--- DATA PROVIDED ---
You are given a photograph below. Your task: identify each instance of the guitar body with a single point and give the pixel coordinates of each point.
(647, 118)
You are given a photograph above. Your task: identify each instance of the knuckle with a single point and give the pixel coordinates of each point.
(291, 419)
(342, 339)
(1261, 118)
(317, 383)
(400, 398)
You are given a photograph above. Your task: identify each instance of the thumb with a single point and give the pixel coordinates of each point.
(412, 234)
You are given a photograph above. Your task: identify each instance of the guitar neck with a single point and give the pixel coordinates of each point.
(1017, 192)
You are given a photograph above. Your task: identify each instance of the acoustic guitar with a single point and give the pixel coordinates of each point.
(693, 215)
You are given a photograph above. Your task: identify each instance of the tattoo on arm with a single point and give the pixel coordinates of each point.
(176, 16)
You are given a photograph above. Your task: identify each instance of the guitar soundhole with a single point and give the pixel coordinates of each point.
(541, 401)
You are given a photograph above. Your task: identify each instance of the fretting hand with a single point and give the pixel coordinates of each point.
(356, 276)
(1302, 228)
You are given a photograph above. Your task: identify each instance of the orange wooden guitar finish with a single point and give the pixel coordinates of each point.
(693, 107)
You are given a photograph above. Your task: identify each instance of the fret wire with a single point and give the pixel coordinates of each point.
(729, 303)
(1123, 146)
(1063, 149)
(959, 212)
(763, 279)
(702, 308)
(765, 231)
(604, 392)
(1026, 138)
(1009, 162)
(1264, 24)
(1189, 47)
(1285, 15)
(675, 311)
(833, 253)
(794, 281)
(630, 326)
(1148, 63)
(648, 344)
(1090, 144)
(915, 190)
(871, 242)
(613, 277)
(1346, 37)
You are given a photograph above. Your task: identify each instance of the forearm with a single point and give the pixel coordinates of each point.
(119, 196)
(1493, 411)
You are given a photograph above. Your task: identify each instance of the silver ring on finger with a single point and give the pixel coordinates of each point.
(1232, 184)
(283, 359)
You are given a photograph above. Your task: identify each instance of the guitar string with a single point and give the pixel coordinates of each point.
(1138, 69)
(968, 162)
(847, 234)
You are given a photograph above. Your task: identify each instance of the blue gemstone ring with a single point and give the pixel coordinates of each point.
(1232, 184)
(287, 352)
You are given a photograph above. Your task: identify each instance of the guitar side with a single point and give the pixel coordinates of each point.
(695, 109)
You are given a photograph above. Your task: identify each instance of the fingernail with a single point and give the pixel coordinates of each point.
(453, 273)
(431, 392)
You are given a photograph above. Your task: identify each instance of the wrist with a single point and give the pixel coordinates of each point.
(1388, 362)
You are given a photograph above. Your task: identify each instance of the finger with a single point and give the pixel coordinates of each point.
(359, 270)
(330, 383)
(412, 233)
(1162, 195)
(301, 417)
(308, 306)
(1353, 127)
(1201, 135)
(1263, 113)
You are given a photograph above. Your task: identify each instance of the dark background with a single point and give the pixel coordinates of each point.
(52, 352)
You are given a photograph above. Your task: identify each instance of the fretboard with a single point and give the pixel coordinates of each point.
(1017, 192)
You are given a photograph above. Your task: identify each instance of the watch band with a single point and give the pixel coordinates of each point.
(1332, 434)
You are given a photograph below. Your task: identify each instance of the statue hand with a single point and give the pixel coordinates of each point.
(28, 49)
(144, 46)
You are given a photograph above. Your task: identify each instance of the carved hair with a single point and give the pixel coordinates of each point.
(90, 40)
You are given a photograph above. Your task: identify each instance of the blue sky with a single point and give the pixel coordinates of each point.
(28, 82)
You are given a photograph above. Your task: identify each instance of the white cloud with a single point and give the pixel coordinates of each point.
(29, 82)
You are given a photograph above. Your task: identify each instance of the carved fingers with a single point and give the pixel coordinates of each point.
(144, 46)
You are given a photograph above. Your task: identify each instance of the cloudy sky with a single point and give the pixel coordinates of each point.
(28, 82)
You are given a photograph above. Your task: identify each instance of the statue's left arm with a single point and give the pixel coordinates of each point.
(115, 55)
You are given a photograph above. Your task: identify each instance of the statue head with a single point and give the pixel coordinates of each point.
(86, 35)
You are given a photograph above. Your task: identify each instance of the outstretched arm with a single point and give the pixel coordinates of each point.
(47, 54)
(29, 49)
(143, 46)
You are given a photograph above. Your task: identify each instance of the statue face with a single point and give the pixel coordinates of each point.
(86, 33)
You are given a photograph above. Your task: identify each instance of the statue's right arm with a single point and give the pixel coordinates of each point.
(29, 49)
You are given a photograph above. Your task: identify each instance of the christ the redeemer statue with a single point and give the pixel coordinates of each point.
---
YOUR GOAL - Letter for letter, copy all of the entries above.

SOLUTION -
You are given a photograph below. Your task: identify each instance of the guitar body with a single point and give the pixel coordinates of each point.
(647, 118)
You are given a photograph above. Your task: identify each instance of the knuckle with a single point and give the pixel coordinates of each point.
(291, 419)
(342, 339)
(1261, 118)
(317, 383)
(400, 398)
You are given a photograph above. Your task: identify each instance of the thumb with a single point and give the pixel coordinates of each point.
(412, 234)
You are given a photograph above. Your task: identify each instance of the guitar neck with a single point and give the pixel coordinates of each point.
(1017, 192)
You are given a photograph above. Your task: identify each instance of the acoustic guitar with a single point and give the pixel coordinates of each point.
(693, 215)
You are given a photograph above. Your task: identify each instance of the tattoo on arm with a single point and give the pixel coordinates of each point.
(176, 16)
You are given a photograph above. Your task: identify each instance of the guitar soundhole with a single point and give the pixel coordinates of each point.
(541, 401)
You are given a photograph above. Your task: identify each instance of the fretting hand with a single point and give the pixel coordinates of each point.
(356, 276)
(1302, 228)
You are given a photograph above. Your task: identify each instance of the orange wooden guitar finish with a single point and give the pixel coordinates of each point.
(693, 107)
You are given a photograph above. Your task: identify each instance of the fret wire with a single point and give the pixel coordinates of each point.
(729, 303)
(1123, 146)
(1063, 149)
(959, 212)
(763, 279)
(702, 308)
(765, 231)
(604, 392)
(1026, 138)
(1009, 162)
(1264, 24)
(1189, 47)
(1285, 15)
(675, 311)
(833, 253)
(794, 281)
(630, 326)
(1148, 63)
(648, 344)
(1090, 144)
(915, 190)
(871, 242)
(613, 277)
(1346, 37)
You are given a photograph above. Your task: identify each instance of the forearm with a single point and give the pixel coordinates of each point.
(119, 196)
(1493, 411)
You are given a photograph above. Your task: identify each instance of the silver ring on finger with a single point and give the pixel coordinates of each point.
(1232, 184)
(283, 359)
You are given a photograph above. Your task: identify each instance of the guitar string with a single point and give the pixel coordinates of each point.
(1138, 69)
(968, 162)
(847, 234)
You are given a photograph above. Your task: identify each instance of the blue gemstone ring with a single point and give the pixel coordinates of each point.
(1232, 184)
(287, 352)
You are given a photograph above. Your task: identify each instance of the guitar side with a single point and give the pixel coordinates of each point.
(695, 109)
You are given a photograph above. Your task: identify each instance of the fingernail with a single point and give the pixel coordinates of each point.
(453, 273)
(431, 392)
You are given a photograph above. Your task: identify each instance of the wrist with a single point and give the pixel coordinates of each point.
(1388, 362)
You are given a photograph above. Your task: identify each instance of the finger with a single point and give the pixel coordinates of each point.
(359, 270)
(330, 383)
(412, 233)
(1162, 195)
(301, 417)
(308, 306)
(1353, 127)
(1201, 135)
(1263, 113)
You are given a photograph above. Your task: identify each instance of the dark background with a single point and give the pixel coordinates of each point.
(52, 352)
You are given a photograph above. Your task: identify each instance of the fretboard with a single point and give the pixel coordinates of each point.
(1017, 192)
You are given a photograph above. Your task: identify each instance of the watch band with a single point and give the pixel coordinates of each point.
(1332, 434)
You are given a photograph below. Your task: identify each instance of the statue hand with a single point and give the pixel coordinates of each point.
(28, 49)
(144, 46)
You are given a photograph above. Your task: identify each instance of the carved hair with a single point and give the pixel coordinates of each point.
(90, 40)
You are given a photograph above. Your task: identify each instance of the blue sky with a single point and give the pixel coordinates of each point.
(28, 82)
You are given a photograph above. Your task: identify each instance of the white cloud with a single point and give the pixel coordinates of each point.
(29, 82)
You are given a photograph above. Your task: identify each instance of the carved fingers with a single point and give the pixel coordinates of each point.
(144, 46)
You are given a photograph above. Your task: identify each instance of the cloudy sky with a single point and give the pixel coordinates of each point.
(28, 82)
You are given a photograph above. Your task: identify each instance of the statue's left arm with a single point and give the pixel coordinates of each point.
(115, 55)
You are given a photograph above. Your task: identify each instance of the statue head with a single point and give the pixel coordinates of each point.
(86, 35)
You are given a photograph above. Your task: identify each instance of the outstretched arm with a single point and give the pixel coordinates of each point.
(47, 54)
(29, 49)
(143, 46)
You are given a photograph above. Your task: identify each instance of the statue face with a single point and give the pixel coordinates of each point.
(86, 33)
You are given a photograph above. Your task: identify each instance of the statue's right arm with a single point and give the pixel coordinates of each point.
(29, 49)
You are given a photograph above. Your task: identify each instance of the christ the redeemer statue with a single point and give the pixel coordinates of each point.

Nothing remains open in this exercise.